● WHAT IS REQUIRED:
Only one number is wanted here: how many lines of the data hold "below".

========================

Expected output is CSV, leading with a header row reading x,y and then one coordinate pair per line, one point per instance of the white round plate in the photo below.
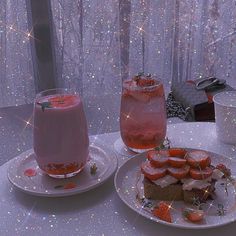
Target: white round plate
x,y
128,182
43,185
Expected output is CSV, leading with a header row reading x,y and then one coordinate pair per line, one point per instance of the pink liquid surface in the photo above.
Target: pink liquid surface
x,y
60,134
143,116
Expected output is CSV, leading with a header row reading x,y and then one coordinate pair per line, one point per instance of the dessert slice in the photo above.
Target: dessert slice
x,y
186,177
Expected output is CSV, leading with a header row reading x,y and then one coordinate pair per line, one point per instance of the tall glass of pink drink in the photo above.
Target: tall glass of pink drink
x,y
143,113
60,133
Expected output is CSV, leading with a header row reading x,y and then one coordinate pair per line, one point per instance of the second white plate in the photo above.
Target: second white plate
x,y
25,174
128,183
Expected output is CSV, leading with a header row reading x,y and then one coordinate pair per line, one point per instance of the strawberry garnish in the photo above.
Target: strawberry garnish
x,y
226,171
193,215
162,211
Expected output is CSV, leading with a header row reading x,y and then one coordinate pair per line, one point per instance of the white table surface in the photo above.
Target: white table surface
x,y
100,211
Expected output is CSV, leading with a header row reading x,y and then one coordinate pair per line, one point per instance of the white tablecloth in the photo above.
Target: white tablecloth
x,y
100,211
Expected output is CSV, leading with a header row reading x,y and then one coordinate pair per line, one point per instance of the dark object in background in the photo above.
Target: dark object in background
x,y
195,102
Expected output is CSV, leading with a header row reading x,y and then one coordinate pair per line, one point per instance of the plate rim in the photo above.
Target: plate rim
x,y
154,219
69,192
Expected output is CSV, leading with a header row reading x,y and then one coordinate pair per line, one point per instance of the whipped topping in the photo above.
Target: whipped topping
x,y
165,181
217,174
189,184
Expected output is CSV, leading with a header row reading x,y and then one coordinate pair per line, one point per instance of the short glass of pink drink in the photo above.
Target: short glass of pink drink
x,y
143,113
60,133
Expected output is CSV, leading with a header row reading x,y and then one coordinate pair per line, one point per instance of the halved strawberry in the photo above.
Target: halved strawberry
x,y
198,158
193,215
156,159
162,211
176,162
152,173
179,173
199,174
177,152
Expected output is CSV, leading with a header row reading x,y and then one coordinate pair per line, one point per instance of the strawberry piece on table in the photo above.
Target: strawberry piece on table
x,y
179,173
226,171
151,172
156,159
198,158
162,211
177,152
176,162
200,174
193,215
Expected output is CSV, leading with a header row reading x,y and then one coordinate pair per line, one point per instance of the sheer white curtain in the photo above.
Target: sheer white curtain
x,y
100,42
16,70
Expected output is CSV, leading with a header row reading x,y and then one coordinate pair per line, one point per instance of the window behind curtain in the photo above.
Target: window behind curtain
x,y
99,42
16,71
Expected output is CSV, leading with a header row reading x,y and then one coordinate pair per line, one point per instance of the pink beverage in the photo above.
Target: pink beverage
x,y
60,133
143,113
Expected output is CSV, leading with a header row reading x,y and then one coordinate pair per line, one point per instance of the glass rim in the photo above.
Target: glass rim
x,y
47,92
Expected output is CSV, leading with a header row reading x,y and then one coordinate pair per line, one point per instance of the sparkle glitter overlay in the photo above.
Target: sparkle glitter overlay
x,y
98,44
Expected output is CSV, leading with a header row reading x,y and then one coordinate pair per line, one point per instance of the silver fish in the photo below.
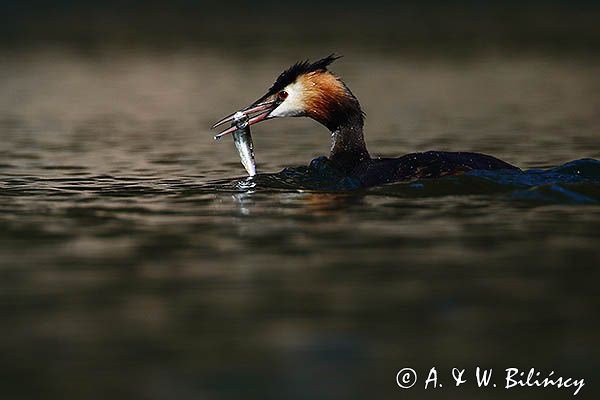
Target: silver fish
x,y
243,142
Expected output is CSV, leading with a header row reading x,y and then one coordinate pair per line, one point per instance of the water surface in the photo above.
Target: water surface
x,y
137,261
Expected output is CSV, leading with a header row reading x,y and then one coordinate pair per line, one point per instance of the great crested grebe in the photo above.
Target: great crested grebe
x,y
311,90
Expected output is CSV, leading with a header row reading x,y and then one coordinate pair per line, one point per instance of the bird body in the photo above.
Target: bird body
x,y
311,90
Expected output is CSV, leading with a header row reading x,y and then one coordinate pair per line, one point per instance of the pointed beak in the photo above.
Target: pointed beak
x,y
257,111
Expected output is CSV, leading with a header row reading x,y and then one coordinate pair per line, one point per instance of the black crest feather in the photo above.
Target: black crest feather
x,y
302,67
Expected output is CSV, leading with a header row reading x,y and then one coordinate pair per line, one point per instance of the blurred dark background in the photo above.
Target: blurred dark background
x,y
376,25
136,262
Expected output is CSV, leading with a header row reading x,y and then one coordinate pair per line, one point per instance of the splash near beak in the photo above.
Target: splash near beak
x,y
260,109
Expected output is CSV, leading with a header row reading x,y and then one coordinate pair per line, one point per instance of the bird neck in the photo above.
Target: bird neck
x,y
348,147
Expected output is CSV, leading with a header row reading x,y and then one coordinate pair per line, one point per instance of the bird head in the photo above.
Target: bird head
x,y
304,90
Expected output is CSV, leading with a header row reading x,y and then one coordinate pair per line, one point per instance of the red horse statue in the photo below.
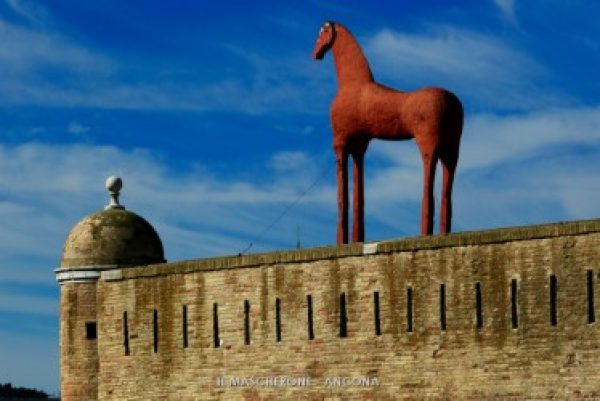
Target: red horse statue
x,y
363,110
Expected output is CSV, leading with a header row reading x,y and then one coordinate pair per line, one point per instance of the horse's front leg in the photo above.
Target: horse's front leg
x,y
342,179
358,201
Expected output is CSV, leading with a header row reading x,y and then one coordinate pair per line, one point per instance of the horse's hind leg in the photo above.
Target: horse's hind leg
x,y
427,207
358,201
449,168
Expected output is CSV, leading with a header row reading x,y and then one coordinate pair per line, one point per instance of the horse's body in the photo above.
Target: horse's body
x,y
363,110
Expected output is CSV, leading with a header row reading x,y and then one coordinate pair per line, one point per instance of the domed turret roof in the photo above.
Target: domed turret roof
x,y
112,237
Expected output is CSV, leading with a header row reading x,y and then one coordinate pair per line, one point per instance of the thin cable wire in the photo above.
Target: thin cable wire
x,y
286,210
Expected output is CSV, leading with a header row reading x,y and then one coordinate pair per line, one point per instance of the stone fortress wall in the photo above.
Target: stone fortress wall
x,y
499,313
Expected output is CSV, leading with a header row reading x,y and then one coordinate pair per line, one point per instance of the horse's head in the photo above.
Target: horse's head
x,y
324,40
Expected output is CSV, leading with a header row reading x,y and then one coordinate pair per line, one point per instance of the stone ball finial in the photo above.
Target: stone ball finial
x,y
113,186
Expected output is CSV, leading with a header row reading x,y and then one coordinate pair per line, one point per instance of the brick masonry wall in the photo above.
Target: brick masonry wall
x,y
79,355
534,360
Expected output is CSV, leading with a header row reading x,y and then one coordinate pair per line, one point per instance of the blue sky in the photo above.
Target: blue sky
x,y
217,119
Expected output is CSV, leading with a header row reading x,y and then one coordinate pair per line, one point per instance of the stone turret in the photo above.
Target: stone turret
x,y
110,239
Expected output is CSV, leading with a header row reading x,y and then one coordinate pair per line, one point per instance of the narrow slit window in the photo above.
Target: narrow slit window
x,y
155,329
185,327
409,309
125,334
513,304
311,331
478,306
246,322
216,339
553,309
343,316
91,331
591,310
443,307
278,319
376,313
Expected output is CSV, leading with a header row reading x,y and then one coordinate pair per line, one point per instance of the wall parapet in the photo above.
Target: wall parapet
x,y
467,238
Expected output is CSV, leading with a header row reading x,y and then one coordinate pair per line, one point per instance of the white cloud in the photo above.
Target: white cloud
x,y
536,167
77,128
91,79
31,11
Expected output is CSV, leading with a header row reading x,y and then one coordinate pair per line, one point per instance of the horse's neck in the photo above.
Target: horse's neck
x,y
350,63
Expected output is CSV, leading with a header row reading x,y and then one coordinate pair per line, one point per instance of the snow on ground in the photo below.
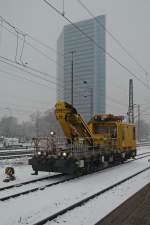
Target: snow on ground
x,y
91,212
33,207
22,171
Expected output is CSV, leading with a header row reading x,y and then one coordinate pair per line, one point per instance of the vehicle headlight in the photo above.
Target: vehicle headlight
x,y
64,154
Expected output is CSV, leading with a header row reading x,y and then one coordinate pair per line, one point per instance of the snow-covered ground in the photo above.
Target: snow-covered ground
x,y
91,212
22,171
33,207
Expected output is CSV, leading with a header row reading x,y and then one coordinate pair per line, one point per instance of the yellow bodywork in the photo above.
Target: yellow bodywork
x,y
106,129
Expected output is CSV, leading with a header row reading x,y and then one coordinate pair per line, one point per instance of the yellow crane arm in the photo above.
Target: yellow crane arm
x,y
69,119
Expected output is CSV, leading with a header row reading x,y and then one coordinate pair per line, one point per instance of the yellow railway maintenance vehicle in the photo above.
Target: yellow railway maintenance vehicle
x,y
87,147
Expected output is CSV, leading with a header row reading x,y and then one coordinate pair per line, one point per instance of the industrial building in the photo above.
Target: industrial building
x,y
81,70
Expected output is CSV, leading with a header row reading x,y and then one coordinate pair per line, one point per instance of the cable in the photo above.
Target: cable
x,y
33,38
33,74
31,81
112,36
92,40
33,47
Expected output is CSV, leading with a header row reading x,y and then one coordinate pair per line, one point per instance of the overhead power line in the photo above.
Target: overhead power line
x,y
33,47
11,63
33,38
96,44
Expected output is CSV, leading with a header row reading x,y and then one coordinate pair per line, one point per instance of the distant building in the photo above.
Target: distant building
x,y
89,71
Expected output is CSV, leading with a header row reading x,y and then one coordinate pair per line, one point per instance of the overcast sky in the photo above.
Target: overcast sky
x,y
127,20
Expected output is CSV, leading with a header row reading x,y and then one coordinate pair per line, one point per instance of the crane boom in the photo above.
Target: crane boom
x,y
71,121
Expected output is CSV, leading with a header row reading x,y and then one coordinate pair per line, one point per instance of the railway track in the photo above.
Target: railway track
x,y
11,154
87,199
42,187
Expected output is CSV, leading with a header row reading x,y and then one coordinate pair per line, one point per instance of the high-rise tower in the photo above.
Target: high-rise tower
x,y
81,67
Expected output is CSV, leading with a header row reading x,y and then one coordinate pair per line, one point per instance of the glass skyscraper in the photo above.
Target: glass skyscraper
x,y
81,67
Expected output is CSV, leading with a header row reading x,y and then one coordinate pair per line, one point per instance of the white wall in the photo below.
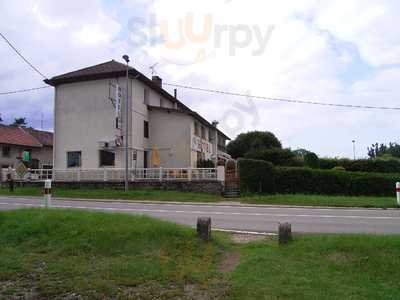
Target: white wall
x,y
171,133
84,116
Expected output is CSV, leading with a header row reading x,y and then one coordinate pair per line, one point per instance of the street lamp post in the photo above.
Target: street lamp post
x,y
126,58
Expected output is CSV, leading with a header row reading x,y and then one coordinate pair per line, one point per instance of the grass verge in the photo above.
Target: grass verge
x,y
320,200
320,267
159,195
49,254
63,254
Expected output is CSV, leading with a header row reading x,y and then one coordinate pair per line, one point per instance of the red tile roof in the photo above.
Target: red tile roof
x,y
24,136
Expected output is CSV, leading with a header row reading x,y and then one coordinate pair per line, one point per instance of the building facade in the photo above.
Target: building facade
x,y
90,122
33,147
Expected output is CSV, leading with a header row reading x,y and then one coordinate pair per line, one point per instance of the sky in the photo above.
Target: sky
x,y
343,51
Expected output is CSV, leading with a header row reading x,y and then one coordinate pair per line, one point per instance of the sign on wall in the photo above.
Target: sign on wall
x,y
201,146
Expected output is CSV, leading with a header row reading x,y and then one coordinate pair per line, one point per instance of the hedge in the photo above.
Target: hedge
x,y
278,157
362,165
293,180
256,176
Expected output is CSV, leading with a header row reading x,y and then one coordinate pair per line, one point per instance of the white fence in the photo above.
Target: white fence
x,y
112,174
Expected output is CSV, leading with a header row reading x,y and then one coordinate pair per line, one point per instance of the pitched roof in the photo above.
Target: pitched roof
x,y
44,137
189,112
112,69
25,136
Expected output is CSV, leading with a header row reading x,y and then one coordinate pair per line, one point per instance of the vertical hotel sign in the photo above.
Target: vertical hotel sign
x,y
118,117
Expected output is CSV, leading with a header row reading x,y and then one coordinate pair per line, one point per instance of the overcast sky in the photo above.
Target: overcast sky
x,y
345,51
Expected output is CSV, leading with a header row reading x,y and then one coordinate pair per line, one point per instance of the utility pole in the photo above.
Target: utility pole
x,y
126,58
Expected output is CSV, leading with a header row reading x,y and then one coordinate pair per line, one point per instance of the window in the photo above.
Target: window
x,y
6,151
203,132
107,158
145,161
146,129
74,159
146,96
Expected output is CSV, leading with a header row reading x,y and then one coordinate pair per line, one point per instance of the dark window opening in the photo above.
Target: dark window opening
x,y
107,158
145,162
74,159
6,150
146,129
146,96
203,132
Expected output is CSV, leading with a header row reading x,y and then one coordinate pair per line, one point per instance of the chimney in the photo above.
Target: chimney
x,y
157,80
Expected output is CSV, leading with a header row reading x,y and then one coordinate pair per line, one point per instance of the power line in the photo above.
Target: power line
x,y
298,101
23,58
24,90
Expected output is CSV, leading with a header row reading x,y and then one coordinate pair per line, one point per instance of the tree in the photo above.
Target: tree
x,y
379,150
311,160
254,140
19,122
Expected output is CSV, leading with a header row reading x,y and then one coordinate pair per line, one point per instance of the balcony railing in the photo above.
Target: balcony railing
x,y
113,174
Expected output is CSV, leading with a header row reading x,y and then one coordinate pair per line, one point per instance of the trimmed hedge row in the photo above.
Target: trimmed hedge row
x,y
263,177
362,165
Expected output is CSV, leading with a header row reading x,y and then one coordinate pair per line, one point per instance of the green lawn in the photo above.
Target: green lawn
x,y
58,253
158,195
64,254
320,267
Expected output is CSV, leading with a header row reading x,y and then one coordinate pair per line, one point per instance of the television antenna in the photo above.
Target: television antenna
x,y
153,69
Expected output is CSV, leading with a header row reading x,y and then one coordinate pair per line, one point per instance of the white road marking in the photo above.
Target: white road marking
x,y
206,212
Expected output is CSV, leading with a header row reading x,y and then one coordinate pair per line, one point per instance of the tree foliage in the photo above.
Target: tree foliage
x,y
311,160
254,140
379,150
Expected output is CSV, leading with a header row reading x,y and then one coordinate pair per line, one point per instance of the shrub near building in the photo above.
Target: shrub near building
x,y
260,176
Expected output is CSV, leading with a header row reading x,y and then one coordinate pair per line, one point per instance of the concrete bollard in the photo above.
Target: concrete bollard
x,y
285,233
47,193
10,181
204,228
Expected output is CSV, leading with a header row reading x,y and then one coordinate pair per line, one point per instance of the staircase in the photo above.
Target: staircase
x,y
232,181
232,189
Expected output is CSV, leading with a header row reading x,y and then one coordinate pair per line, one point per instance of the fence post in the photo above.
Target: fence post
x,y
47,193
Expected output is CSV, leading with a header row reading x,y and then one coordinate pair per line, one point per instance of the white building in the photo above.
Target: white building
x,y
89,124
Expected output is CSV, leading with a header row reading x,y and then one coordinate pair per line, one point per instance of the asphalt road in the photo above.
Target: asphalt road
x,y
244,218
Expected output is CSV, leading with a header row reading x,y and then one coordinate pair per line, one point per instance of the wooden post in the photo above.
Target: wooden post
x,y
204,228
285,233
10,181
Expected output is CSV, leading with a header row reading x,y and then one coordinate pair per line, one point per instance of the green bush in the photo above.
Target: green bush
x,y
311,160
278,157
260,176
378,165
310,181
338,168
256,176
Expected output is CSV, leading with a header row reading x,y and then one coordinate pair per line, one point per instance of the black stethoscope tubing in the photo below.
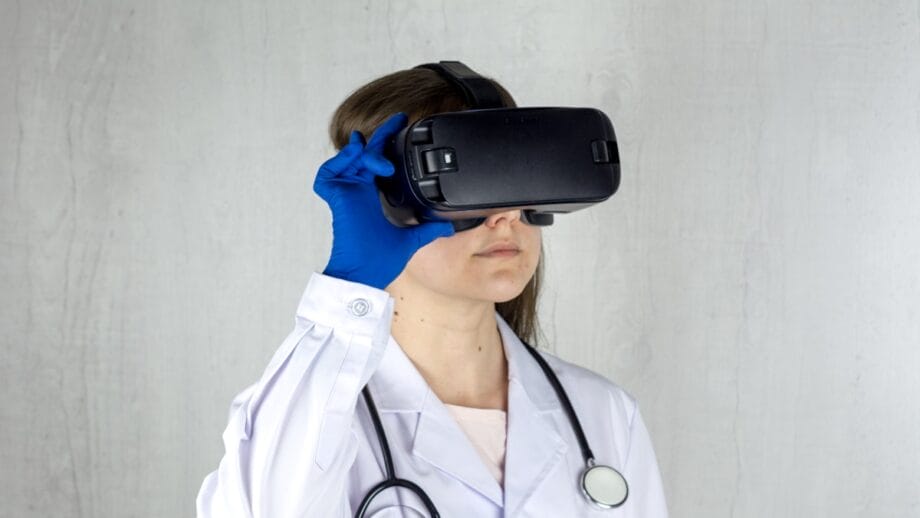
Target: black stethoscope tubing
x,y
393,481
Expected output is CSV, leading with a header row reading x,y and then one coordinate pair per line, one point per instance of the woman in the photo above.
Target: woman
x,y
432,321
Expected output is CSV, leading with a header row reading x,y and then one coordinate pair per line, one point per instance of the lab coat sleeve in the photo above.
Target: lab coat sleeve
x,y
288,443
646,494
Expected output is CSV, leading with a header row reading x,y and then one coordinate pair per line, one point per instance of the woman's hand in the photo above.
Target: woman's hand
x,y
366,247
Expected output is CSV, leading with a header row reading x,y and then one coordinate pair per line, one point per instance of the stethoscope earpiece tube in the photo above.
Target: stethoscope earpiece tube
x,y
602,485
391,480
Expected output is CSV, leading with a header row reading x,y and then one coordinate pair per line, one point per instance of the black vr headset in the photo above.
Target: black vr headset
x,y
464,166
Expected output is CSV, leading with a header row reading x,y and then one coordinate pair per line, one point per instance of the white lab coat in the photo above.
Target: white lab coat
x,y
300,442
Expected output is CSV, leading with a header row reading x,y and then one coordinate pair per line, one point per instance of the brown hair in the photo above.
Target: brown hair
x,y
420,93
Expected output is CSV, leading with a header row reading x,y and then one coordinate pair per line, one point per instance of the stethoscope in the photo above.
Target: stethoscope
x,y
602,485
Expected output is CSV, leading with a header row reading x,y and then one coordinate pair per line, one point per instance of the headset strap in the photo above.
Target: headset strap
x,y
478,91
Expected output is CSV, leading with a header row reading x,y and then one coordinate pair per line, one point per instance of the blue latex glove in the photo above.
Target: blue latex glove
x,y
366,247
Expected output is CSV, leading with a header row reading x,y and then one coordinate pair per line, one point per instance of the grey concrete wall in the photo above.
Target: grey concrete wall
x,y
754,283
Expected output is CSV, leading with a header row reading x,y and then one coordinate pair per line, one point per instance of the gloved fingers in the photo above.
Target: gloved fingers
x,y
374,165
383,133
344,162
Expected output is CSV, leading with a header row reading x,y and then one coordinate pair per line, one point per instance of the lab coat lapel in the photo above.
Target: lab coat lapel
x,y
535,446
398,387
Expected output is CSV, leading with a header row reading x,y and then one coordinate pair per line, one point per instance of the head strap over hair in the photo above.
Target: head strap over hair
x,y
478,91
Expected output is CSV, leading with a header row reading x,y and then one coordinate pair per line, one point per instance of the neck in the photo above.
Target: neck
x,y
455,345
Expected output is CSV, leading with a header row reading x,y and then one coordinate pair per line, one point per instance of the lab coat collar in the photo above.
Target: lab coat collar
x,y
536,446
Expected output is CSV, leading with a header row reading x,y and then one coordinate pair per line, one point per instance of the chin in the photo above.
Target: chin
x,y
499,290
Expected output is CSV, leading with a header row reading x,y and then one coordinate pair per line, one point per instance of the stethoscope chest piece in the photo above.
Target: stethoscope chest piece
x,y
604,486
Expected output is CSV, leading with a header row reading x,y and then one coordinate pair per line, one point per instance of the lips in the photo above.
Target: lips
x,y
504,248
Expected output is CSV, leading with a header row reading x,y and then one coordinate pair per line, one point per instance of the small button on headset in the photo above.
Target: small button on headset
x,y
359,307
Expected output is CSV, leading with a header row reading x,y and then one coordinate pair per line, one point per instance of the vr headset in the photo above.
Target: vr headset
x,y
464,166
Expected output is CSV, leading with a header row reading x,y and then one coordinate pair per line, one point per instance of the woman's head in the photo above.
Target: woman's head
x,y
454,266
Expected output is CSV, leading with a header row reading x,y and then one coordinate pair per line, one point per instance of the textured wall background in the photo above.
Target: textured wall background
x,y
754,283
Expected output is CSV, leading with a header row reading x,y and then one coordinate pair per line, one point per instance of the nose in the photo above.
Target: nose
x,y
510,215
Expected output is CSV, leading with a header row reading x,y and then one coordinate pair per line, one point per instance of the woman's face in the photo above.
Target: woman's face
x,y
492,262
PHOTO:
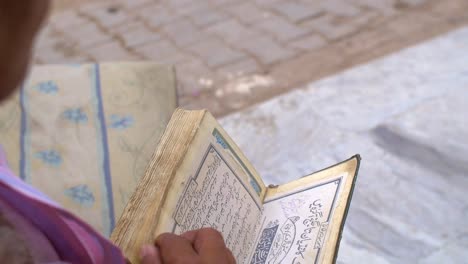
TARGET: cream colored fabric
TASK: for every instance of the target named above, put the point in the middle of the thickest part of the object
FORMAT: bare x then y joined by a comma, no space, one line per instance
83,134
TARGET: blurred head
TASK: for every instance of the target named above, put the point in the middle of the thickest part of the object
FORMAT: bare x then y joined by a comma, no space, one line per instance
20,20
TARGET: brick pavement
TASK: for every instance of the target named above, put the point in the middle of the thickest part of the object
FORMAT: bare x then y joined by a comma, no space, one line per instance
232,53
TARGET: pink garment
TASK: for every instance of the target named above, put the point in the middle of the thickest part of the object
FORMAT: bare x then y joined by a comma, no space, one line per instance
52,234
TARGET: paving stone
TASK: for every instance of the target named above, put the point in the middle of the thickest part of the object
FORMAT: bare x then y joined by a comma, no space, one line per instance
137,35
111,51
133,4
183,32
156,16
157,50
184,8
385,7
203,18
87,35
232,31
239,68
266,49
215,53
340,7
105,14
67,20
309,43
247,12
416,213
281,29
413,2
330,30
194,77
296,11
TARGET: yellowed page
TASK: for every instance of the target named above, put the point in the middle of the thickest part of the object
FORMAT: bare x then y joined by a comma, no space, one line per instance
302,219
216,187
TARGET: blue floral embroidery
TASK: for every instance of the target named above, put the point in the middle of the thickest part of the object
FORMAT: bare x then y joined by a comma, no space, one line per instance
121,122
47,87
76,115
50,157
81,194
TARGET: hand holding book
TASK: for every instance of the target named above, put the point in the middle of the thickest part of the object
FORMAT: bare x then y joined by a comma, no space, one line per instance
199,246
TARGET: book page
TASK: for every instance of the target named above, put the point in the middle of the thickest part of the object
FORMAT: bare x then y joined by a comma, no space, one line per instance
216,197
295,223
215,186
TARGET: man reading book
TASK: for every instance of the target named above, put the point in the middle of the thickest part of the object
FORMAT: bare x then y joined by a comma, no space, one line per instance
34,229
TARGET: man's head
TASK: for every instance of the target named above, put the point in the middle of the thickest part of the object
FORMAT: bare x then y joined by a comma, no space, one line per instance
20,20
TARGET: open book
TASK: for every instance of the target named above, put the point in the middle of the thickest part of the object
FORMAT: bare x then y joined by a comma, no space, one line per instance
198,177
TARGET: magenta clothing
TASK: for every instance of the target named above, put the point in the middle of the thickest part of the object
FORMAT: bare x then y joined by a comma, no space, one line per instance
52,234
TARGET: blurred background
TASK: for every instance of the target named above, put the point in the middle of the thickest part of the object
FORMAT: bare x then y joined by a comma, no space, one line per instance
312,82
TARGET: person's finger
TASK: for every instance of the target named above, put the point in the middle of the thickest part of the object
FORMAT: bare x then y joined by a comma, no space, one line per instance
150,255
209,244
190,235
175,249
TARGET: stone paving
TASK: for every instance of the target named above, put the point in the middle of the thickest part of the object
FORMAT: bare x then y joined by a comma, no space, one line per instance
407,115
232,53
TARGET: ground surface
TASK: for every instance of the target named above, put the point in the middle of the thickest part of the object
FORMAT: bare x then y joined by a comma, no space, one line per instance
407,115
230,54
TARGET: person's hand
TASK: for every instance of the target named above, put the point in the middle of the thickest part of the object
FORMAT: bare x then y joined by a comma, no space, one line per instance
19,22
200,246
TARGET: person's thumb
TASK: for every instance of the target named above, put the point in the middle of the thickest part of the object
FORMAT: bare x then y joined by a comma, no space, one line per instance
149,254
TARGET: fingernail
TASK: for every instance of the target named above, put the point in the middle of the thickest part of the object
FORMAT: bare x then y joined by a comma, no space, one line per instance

========================

● ANSWER SPACE:
6